REQUIREMENT:
Render every line of the material below as a numbered list, omitting any blank lines.

TASK DATA:
○ ○ ○ ○

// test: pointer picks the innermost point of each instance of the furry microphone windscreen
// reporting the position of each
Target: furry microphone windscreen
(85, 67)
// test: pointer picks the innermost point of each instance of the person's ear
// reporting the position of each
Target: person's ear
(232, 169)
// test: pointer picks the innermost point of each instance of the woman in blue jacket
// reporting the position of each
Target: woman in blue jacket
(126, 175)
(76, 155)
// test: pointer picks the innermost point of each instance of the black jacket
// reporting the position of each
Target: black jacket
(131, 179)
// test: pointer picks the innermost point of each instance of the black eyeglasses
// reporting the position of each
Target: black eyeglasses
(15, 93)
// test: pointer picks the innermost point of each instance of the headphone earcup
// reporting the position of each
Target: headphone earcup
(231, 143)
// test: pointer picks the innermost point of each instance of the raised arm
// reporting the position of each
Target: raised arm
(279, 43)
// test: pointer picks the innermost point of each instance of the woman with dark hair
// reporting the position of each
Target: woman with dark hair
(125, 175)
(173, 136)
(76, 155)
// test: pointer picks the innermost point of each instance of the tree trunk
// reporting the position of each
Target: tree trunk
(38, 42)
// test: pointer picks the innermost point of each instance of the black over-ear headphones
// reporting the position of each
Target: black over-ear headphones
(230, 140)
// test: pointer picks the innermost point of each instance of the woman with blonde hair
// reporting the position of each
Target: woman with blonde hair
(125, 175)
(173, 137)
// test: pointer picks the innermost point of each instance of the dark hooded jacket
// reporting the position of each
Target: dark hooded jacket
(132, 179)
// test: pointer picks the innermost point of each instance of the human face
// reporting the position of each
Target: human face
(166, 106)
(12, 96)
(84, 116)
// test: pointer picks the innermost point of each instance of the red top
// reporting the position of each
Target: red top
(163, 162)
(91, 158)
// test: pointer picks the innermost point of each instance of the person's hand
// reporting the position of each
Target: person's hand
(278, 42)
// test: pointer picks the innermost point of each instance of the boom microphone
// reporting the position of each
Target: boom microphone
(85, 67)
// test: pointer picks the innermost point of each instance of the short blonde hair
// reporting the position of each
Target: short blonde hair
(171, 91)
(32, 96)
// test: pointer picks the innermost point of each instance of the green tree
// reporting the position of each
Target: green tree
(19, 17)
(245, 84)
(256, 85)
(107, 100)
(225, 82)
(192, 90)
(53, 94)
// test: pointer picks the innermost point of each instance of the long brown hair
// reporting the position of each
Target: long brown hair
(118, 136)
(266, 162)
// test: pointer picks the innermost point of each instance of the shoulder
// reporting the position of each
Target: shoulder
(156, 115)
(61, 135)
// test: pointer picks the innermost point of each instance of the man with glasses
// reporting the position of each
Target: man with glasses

○ ○ ○ ○

ANSWER FOR THE TASK:
1. // test: pointer picks the innermost point of each instance of the furry microphone windscreen
2. // reporting the position of each
3. Target: furry microphone windscreen
4. (85, 67)
5. // test: pointer picks the innermost point of each instance of the person's ear
6. // reporting the position of each
7. Target: person's ear
8. (232, 169)
9. // test: pointer picks the innermost point of each instance of the woman in blue jacket
10. // reporting the position of each
11. Target: woman in blue jacket
12. (126, 175)
13. (76, 155)
14. // test: pointer picks the innermost point of each instance of the black jacket
15. // reporting the position of each
16. Target: black jacket
17. (131, 179)
18. // test: pointer picks the innermost point of each instance of the black eyeglasses
19. // reporting the position of each
20. Target: black eyeglasses
21. (15, 93)
22. // test: pointer picks the innermost point of each instance of the headphone earcup
23. // reporting the position of each
24. Target: headphone earcup
25. (231, 143)
26. // test: pointer picks the innermost point of each instance of the raised arm
27. // reporting the position of each
28. Target: raised arm
29. (279, 43)
30. // test: pointer picks the innermost point of each instance of the woman with dark hair
31. // reporting the position of each
32. Target: woman with dark hair
33. (125, 175)
34. (173, 136)
35. (76, 155)
36. // test: pointer picks the innermost point of each instance of the tree trunk
37. // reporting the position of each
38. Target: tree trunk
39. (38, 42)
40. // test: pointer picks the innermost point of each instance of the black over-ear headphones
41. // reporting the position of each
42. Target: black over-ear headphones
43. (230, 140)
44. // test: pointer picks the innermost point of each instance of the woman with blonde hair
45. // reporting the position of each
46. Target: woman with blonde hair
47. (125, 175)
48. (173, 137)
49. // test: pointer picks the innermost point of each instance of the dark hooded jacket
50. // reporting the position of each
51. Target: dark hooded jacket
52. (132, 179)
53. // test: pointer picks the innermost point of each instance of the human face
54. // reporting the position of each
55. Target: human face
56. (166, 106)
57. (12, 96)
58. (84, 116)
59. // test: pointer picks the innermost point of each instance of the red top
60. // reporting the position of each
61. Target: red top
62. (163, 162)
63. (91, 158)
64. // test: pointer picks the innermost point of each instance of the person's hand
65. // reporting the position of each
66. Target: person's hand
67. (278, 42)
68. // test: pointer picks the innermost point of each instance of the boom microphone
69. // reporting the position of each
70. Target: boom microphone
71. (85, 67)
72. // test: pointer picks the innermost point of each instance of the short blonde hair
73. // reporting the position of each
74. Target: short blonde hair
75. (171, 91)
76. (32, 96)
77. // test: pointer picks the innermost point of each instance of the green tree
78. // reporting the position of each
79. Target: green tree
80. (19, 17)
81. (245, 84)
82. (256, 85)
83. (107, 100)
84. (225, 82)
85. (192, 90)
86. (53, 94)
87. // test: pointer picks the innermost point of each instance of the long brown hair
88. // reporting the position of each
89. Target: long brown hair
90. (118, 136)
91. (266, 162)
92. // test: pointer picks the innermost point of each instance of the shoulder
93. // reporting the position of each
94. Target: shoulder
95. (156, 115)
96. (61, 135)
97. // test: pointer picks the innermost point of each instance of the man with glasses
98. // reporting the position of each
99. Target: man with glasses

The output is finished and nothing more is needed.